What is being asked: Exactly as they appear, copy the lines of the listing from the one containing "Would you be able to mark the woman in" through the final line, both included, and nothing else.

[start of The data]

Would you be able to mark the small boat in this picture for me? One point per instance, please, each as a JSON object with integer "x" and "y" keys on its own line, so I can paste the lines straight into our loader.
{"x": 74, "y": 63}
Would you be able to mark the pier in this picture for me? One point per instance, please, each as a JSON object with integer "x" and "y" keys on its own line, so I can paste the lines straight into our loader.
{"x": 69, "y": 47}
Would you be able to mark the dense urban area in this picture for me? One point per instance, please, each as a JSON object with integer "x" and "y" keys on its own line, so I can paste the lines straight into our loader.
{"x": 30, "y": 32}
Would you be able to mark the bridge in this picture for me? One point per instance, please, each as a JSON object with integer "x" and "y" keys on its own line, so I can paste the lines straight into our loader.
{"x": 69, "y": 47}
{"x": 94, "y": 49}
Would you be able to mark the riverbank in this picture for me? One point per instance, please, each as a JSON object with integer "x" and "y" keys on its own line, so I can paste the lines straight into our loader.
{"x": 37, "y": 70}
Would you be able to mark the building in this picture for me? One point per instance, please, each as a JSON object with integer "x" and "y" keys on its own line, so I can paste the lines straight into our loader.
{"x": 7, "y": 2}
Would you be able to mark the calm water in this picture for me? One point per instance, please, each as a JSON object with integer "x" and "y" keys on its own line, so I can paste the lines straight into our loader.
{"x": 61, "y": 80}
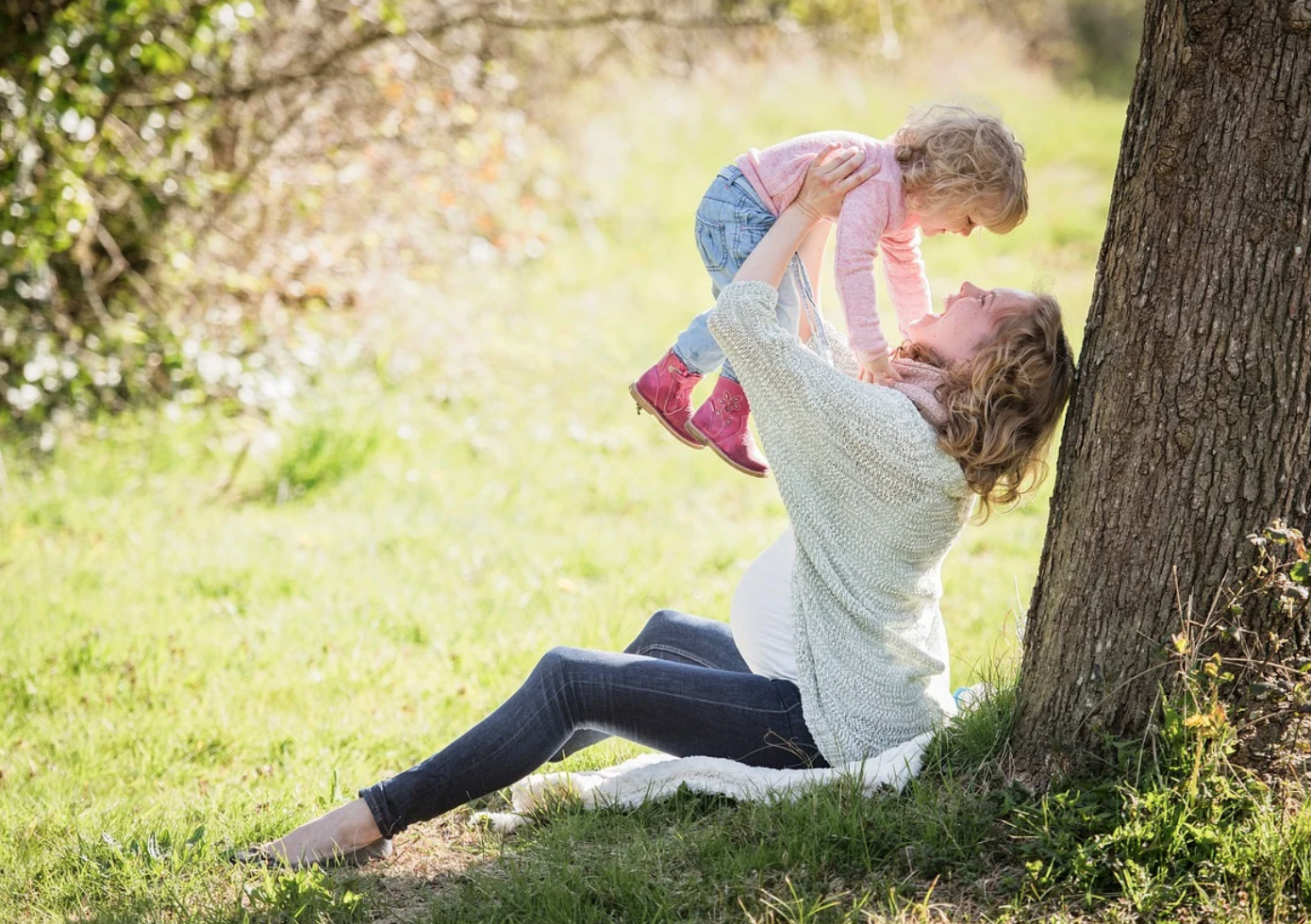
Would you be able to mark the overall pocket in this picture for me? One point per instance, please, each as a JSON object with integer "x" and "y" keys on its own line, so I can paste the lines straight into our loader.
{"x": 712, "y": 244}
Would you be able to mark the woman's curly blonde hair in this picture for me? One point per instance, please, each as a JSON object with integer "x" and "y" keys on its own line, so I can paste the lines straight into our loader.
{"x": 954, "y": 157}
{"x": 1004, "y": 404}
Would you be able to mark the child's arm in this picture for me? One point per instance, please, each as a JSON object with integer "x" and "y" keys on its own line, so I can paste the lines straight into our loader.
{"x": 860, "y": 225}
{"x": 812, "y": 257}
{"x": 906, "y": 281}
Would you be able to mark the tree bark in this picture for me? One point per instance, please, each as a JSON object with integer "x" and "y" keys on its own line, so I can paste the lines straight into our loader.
{"x": 1190, "y": 425}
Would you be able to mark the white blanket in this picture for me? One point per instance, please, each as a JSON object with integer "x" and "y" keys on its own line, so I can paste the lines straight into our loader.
{"x": 655, "y": 776}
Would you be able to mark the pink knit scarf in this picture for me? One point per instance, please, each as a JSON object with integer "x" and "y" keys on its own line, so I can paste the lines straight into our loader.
{"x": 920, "y": 382}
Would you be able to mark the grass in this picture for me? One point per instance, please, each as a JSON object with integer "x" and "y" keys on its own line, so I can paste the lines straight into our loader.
{"x": 208, "y": 637}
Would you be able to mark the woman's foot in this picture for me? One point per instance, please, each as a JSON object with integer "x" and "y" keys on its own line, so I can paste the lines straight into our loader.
{"x": 722, "y": 423}
{"x": 343, "y": 836}
{"x": 665, "y": 390}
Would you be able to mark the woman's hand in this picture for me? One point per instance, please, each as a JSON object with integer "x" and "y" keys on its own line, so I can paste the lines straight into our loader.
{"x": 833, "y": 173}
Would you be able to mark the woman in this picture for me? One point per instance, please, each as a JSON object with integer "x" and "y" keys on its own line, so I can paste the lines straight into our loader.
{"x": 877, "y": 483}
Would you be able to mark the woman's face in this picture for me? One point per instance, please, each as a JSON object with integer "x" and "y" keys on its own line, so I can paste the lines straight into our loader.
{"x": 967, "y": 322}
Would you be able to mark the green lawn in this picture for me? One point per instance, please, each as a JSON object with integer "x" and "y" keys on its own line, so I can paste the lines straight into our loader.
{"x": 185, "y": 668}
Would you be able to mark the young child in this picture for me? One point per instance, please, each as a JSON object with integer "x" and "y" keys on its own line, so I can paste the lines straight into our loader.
{"x": 948, "y": 170}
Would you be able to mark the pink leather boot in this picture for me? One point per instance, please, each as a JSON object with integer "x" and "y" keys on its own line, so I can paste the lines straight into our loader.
{"x": 722, "y": 423}
{"x": 665, "y": 390}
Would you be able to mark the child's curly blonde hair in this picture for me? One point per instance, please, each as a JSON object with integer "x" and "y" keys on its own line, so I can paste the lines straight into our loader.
{"x": 954, "y": 157}
{"x": 1004, "y": 404}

[end of The data]

Answer in full:
Would you be able to mark the woman in this picture for me? One point per instance, please, each as a JSON object with integer "x" and "y" keys on its own line, so I can paste the lines straight into our loader.
{"x": 877, "y": 483}
Would you be able to mark the woman's face in this picture for me? One point per instance, please, each as a JSON object with integer "x" and "y" keys on its own line, so I can paste the lines straight into our loader.
{"x": 967, "y": 322}
Would you be able to mark the green lawn in this picture for me? One point per instance, please, each as a JSON object with integer "x" and "y" keys on its own line, so I can paste the lines straight into our loader.
{"x": 185, "y": 668}
Would you be able to mark the young child in this picture for me? One point per instance, please, each as a JSON object with integer "x" and "y" keys on its own line, so I can paste the lines straight into our loader.
{"x": 948, "y": 170}
Would you be able to mark the pink leather boot in this picture for me? One point per instance, please, each as a JSON object with integer "x" and "y" keys on its own line, so I can paste the lines straight into our loader.
{"x": 722, "y": 423}
{"x": 665, "y": 390}
Would you be able to mark the child's curly blonde hair in this picture for me? One point per instance, please, each as a JSON object with integer "x" and "y" keys on its own line, so I can paste the lines straight into our loader.
{"x": 954, "y": 157}
{"x": 1004, "y": 404}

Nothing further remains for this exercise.